Textauszug ::

IAB-BiB/FReDA-BAMF-SOEP-Studie: Ukrainische Geflüchtete bringen gute Voraussetzungen für Teilhabe in Deutschland mit
Seit dem 24. Februar 2022 sind mehr als eine Million Ukrainerinnen und Ukrainer nach Deutschland geflohen. Die Voraussetzungen für ihre Teilhabe an der deutschen Gesellschaft sind gut – das ist ein zentrales Ergebnis des Forschungsprojekts „Geflüchtete aus der Ukraine in Deutschland“. In einem Kurzbericht legen das Institut für Arbeitsmarkt- und Berufsforschung (IAB), das Bundesinstitut für Bevölkerungsforschung (BiB), das Forschungszentrum des Bundesamtes für Migration und Flüchtlinge (BAMF-FZ) und das Sozio-oekonomische Panel (SOEP) des Deutschen Instituts für Wirtschaftsforschung (DIW Berlin) erste repräsentative Erkenntnisse einer umfassenden Befragung dieser Geflüchteten-Gruppe vor.
17 Prozent der nach Deutschland geflüchteten Ukrainerinnen und Ukrainer sind hier bereits erwerbstätig, die Hälfte besucht einen Sprachkurs oder hat schon einen Kurs abgeschlossen, 60 Prozent leben in einer eigenen Wohnung. Die geflüchteten Kinder besuchen größtenteils deutsche Schulen und einige auch Kitas. Während ein beachtlicher Teil der ukrainischen Geflüchteten plant, nur zeitlich begrenzt in Deutschland zu bleiben, möchte ein Viertel gleichwohl dauerhaft hier leben. Diese Ergebnisse liefert die gemeinsame Studie der vier Projektpartner, der eine Befragung von 11.255 Geflüchteten aus der Ukraine vorausging.
Für die als Wiederholungsbefragung konzipierte Studie wurden in der ersten Welle ukrainische Staatsangehörige im Alter von 18 bis 70 Jahren befragt, die vom 24. Februar 2022 bis zum 8. Juni 2022 nach Deutschland zugezogen sind und bei den Einwohnermeldeämtern registriert waren. Für die Stichprobenziehung wurden zunächst über das Ausländerzentralregister 100 Gemeinden mit einem hohen Anteil von ukrainischen Geflüchteten gezogen. Diese wurden dann gebeten, Adressen der Zielpopulation zur Verfügung zu stellen, aus denen dann zufällig gezogen wurde. Die Befragung wurde vom Befragungsinstitut infas zwischen August und Oktober 2022 durchgeführt. Der Fragebogen war auf Ukrainisch und Russisch verfügbar und konnte sowohl online als auch auf Papier ausgefüllt werden. Finanziert wird die Studie vom Bundesministerium des Innern und für Heimat (BMI), vom Bundesministerium für Arbeit und Soziales (BMAS), vom Bundesministerium für Bildung und Forschung (BMBF) sowie vom Bundesamt für Migration und Flüchtlinge (BAMF). Ab Januar 2023 wird eine zweite Befragungswelle unter denselben Personen durchgeführt, um individuelle Veränderungen im Zeitverlauf messen zu können.

Erfasste Angaben ::
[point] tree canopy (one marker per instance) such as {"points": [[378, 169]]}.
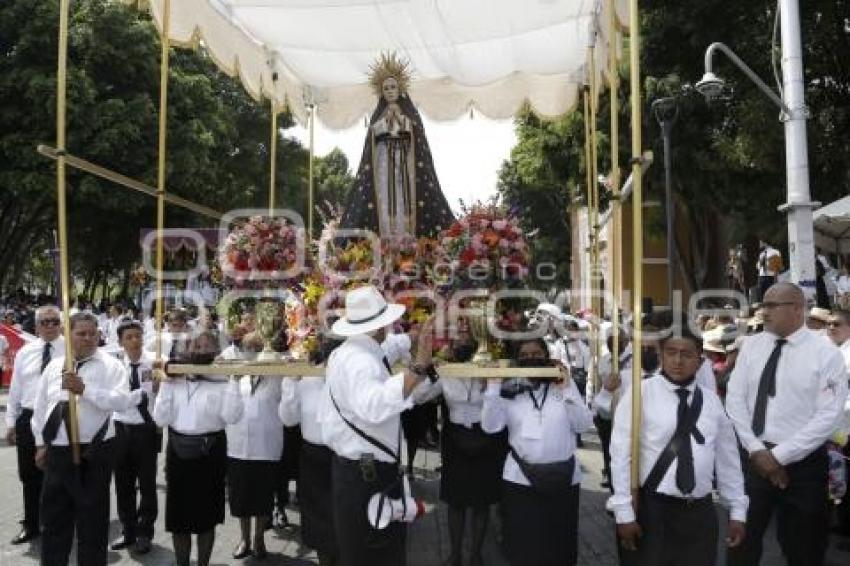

Zu lösende Aufgaben ::
1 > Geben Sie aus dem Textauszug über ukrainische Geflüchtete die Passage von „17 Prozent der“ bis einschließlich „der Ukraine vorausging.“ wortgetreu wieder.
2 > Setzen Sie den Textauszug über ukrainische Geflüchtete im Anschluss an seinen letzten Satz fort.

Die Lösungen ::
1 >
17 Prozent der nach Deutschland geflüchteten Ukrainerinnen und Ukrainer sind hier bereits erwerbstätig, die Hälfte besucht einen Sprachkurs oder hat schon einen Kurs abgeschlossen, 60 Prozent leben in einer eigenen Wohnung. Die geflüchteten Kinder besuchen größtenteils deutsche Schulen und einige auch Kitas. Während ein beachtlicher Teil der ukrainischen Geflüchteten plant, nur zeitlich begrenzt in Deutschland zu bleiben, möchte ein Viertel gleichwohl dauerhaft hier leben. Diese Ergebnisse liefert die gemeinsame Studie der vier Projektpartner, der eine Befragung von 11.255 Geflüchteten aus der Ukraine vorausging.

2 >
Für die Studie wurden die Geflüchteten zu Fluchtumständen, soziodemografischen Aspekten, ihrer Wohnsituation, ihrer schulischen, beruflichen und akademischen Qualifikation, Erwerbstätigkeit und Deutschkenntnissen, aber auch zu Themen wie Zufriedenheit und Sorgen, Familienkonstellation vor und nach der Flucht, Kinderbetreuung, vorhandenen sozialen Netzwerken sowie Beratungs- und Unterstützungsbedarfen befragt. Ein weiterer Fokus der Studie liegt auf der Frage nach den Zukunftsabsichten und eventuell geplantem Familiennachzug oder Rückkehrabsichten.
Die gewonnenen Daten liefern Erkenntnisse zu frühen Integrationsprozessen und damit verbundenen Bedarfen sowie zu den Auswirkungen von Flucht auf die Schutzsuchenden insbesondere mit Blick auf Frauen und getrennte Familien. Die Studie liefert belastbare Informationen zu Geflüchteten aus der Ukraine und ist damit auch wichtiger Bezugspunkt für politische Entscheidungen.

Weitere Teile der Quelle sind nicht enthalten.